Records excerpted from a collection:
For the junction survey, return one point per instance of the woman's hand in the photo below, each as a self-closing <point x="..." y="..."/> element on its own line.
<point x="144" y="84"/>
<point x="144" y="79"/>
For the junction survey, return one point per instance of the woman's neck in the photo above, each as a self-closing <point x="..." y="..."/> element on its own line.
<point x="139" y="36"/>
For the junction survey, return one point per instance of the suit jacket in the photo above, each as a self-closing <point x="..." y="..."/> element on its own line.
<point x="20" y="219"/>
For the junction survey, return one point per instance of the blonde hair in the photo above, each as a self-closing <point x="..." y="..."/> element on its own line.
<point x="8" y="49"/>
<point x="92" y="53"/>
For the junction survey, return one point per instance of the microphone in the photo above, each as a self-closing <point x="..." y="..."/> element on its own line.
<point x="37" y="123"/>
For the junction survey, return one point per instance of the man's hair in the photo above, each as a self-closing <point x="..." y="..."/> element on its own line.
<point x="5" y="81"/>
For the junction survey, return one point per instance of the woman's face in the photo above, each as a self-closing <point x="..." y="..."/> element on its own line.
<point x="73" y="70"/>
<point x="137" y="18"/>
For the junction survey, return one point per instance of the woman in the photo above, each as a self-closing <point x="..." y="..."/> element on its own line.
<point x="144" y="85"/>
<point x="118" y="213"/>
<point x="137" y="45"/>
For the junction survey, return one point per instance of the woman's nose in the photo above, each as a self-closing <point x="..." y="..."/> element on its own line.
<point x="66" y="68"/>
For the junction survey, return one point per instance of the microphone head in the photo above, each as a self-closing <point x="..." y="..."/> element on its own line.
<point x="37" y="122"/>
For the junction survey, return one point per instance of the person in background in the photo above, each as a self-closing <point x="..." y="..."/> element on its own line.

Required work >> Write the entries out again verbatim, every one of them.

Solution >>
For the junction survey, return one point per instance of the woman's hand in the photo below, each as a self-closing <point x="..." y="..."/> element on its own line.
<point x="144" y="84"/>
<point x="144" y="79"/>
For the junction survey, return one point per instance of the woman's neck in the photo above, each as a self-closing <point x="..." y="..."/> element on its own line.
<point x="139" y="36"/>
For the junction survey, return one point per instance of the suit jacket in the photo above, each as a self-closing <point x="..." y="..."/> element on its own line.
<point x="20" y="219"/>
For the junction survey, return one point per instance of the blonde hair in the photo above, each as a self-closing <point x="..." y="..."/> element on its own line.
<point x="8" y="49"/>
<point x="92" y="53"/>
For the junction survey, return one point per instance of the microphone in the photo above, each as a self-closing <point x="..." y="..."/> element on its own line.
<point x="37" y="123"/>
For the junction survey, return one point per instance of the man's hair in the photo above, each as a self-closing <point x="..." y="..."/> element on its own line.
<point x="5" y="81"/>
For the junction survey, return one point per instance of the woman's face in the photo above, each as a self-closing <point x="..." y="..."/> element on its own line.
<point x="73" y="70"/>
<point x="137" y="18"/>
For the junction survey, return one point per instance of the woman in the photo above, each as a self-closing <point x="..." y="..."/> element on its own line.
<point x="144" y="85"/>
<point x="118" y="213"/>
<point x="137" y="45"/>
For the junction survey, return one point per instance of the woman's nose in the photo above, each as a self-closing <point x="..." y="..."/> element on its own line.
<point x="66" y="68"/>
For the junction survey, return one point per instance of the microphone head in the photo above, each as a self-closing <point x="..." y="..."/> element on its own line.
<point x="37" y="122"/>
For the junction survey, return one point per instance of the person in background in the photo above, each as a self-closing <point x="..." y="..."/> element on its own line.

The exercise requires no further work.